### Quoted text
<<<<

Mathematicians from Dartmouth College are using high-resolution digital cameras and computers to examine old paintings and evaluate their authenticity. Even the New York's Metropolitan Museum of Art is asking them to discover which of the 42 paintings it owns and that were once believed to be Rembrandts are really authentic.
Written by Roland Piquepaille, Inactive

About a year ago, I told you about how computer scientists from Dartmouth college were investigating digital images. But they're also interested in old paintings authentication, as reports Wired Magazine in The Rembrandt Code. Mathematicians are using high-resolution digital cameras and computers to examine old paintings and evaluate their authenticity. Even the New York's Metropolitan Museum of Art is asking them to discover which of the 42 paintings it owns and that were once believed to be Rembrandts are really authentic.

Let's start with some quotes from the Wired article about mathematician Dan Rockmore, who's been asked for help by the Met.

"The fact that you can put everything on the computer means that everything is numbers," Rockmore says. "As soon as everything is numbers, it makes perfect sense to ask mathematical questions about what the numbers represent." If he's right -- if computers can distinguish between artists more accurately than connoisseurs can -- the art world is in for some high-stakes corrections. Rockmore's scientific approach will boost the value of some collections by millions of dollars -- while devastating others that are tainted by imitations and fakes.

>>>>

### Given data
<<<<

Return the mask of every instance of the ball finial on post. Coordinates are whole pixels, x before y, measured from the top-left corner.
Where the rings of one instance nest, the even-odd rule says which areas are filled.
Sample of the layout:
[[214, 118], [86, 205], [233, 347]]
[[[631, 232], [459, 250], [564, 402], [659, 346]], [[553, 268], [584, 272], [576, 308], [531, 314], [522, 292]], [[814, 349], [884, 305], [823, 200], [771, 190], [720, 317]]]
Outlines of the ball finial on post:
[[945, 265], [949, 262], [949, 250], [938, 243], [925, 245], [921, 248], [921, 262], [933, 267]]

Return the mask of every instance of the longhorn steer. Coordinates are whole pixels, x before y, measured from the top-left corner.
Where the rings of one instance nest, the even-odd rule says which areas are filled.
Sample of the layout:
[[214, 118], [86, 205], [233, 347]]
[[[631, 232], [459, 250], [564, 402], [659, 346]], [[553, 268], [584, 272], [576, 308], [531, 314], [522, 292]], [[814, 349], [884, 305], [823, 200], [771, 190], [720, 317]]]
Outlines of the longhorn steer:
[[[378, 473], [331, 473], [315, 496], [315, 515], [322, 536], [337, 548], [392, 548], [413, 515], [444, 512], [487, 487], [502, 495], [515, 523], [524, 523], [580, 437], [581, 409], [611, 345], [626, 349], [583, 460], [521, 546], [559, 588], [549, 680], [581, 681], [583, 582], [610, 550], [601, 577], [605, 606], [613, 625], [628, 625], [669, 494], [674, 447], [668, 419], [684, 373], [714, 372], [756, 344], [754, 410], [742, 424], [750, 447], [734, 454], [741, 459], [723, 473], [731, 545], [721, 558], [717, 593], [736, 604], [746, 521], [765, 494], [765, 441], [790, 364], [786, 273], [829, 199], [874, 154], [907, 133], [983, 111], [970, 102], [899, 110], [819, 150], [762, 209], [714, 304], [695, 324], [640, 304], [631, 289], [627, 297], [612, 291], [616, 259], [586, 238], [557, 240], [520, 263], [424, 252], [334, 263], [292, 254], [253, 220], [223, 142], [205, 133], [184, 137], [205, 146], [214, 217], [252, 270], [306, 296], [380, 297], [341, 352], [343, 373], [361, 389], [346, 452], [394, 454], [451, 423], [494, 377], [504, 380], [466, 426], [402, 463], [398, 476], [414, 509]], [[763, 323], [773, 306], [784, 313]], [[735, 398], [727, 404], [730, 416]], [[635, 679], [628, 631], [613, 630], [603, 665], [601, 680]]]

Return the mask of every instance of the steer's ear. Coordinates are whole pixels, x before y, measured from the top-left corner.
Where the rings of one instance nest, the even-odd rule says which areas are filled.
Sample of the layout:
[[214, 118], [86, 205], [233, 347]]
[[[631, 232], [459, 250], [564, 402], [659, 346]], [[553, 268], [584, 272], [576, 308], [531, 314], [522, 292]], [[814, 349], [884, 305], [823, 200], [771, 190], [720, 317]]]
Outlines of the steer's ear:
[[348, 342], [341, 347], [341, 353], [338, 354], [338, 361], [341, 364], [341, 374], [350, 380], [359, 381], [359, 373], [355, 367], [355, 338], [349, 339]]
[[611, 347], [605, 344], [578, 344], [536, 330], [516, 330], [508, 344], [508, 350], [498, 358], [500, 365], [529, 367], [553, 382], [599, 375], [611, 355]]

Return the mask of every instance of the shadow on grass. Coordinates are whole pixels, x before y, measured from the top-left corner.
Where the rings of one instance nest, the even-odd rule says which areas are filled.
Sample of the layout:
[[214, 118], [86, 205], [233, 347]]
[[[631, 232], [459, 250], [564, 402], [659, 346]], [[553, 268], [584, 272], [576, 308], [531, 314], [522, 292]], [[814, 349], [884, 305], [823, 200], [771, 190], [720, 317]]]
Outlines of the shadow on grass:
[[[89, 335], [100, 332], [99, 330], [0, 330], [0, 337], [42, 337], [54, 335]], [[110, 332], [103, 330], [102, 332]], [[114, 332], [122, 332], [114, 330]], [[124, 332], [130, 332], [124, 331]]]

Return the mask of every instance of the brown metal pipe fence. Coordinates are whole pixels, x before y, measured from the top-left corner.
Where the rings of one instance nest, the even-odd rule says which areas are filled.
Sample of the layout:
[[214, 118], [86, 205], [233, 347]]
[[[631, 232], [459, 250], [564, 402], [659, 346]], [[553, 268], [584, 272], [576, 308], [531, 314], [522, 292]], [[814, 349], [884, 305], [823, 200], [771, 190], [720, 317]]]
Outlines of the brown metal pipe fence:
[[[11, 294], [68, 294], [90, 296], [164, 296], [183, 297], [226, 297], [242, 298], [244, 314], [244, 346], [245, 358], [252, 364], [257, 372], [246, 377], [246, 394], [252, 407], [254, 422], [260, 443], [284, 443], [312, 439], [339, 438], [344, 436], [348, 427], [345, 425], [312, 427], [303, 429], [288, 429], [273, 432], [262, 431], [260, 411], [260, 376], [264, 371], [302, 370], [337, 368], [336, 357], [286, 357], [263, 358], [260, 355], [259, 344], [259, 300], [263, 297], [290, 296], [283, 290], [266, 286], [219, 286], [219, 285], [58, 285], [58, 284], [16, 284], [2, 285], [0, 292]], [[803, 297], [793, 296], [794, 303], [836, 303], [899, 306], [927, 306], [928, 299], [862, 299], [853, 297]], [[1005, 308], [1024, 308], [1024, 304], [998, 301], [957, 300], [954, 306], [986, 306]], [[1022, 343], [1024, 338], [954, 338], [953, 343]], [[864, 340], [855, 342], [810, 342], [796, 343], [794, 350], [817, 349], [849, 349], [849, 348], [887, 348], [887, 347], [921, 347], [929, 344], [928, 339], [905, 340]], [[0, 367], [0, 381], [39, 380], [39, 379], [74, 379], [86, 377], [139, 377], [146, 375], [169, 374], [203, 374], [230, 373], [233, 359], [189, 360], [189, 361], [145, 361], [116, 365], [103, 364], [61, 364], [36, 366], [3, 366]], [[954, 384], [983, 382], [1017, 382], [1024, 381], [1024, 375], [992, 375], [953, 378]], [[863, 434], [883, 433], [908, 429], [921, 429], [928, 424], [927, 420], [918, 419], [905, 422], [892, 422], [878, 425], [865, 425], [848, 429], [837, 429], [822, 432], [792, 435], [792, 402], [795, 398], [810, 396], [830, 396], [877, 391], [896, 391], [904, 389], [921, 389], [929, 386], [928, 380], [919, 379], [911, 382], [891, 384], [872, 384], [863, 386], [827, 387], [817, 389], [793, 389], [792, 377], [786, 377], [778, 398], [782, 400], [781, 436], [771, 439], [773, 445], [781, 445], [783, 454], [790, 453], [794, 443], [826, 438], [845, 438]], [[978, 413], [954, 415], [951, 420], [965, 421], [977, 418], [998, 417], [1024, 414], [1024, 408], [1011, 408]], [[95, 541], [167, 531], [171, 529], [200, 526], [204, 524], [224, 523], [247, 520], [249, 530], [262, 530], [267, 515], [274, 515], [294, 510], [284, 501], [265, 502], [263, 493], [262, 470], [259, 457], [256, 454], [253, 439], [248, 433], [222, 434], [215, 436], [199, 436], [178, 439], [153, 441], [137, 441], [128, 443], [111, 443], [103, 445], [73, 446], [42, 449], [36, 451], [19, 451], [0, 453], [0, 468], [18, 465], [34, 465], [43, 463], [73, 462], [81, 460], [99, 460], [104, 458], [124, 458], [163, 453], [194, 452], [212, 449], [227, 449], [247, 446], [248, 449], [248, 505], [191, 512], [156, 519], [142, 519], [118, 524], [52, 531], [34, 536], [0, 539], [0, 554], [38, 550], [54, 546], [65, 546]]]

>>>>

### Work instructions
1 > According to the painting authentication article, how many paintings owned by the Metropolitan Museum of Art were once believed to be Rembrandts?
2 > From the painting authentication article, return the part that opens with the words containing "Let's start with" and closes with "imitations and fakes.".
The entries are separate from the painting authentication article.

### Responses
1 > 42.

2 >
Let's start with some quotes from the Wired article about mathematician Dan Rockmore, who's been asked for help by the Met.

"The fact that you can put everything on the computer means that everything is numbers," Rockmore says. "As soon as everything is numbers, it makes perfect sense to ask mathematical questions about what the numbers represent." If he's right -- if computers can distinguish between artists more accurately than connoisseurs can -- the art world is in for some high-stakes corrections. Rockmore's scientific approach will boost the value of some collections by millions of dollars -- while devastating others that are tainted by imitations and fakes.